# Information provided:

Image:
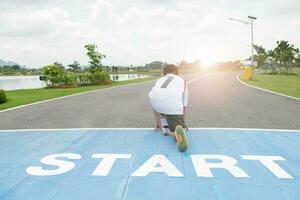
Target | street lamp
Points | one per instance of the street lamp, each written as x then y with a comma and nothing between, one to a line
252,45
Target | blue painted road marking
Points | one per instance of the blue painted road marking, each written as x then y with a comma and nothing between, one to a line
141,164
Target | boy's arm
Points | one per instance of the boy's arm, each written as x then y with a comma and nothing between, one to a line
185,104
157,117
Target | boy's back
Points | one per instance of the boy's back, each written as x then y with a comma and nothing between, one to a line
169,95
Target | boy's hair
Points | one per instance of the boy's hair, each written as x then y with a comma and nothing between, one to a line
171,69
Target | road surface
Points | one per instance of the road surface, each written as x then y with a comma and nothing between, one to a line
216,100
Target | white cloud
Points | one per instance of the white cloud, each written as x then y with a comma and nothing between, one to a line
188,29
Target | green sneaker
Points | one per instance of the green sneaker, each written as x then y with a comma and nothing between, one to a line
181,138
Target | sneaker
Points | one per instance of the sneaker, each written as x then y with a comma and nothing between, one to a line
181,138
165,131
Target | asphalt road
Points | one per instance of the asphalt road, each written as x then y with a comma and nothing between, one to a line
216,100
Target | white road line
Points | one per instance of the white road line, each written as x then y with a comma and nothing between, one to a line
101,129
193,80
54,99
265,90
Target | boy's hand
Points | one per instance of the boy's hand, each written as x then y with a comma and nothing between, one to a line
185,127
157,128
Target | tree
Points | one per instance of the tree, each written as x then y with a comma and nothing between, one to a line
261,56
52,70
59,65
95,58
75,66
285,55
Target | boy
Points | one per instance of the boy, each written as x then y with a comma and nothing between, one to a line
169,98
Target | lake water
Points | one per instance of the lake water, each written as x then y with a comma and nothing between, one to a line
31,82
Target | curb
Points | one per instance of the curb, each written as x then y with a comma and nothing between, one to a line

# Required work:
Scan the material above. Copy each line where "curb" occurs.

# Result for this exercise:
Target | curb
Points | one per instance of the curb, each written as x then y with a comma and nothing between, one to a line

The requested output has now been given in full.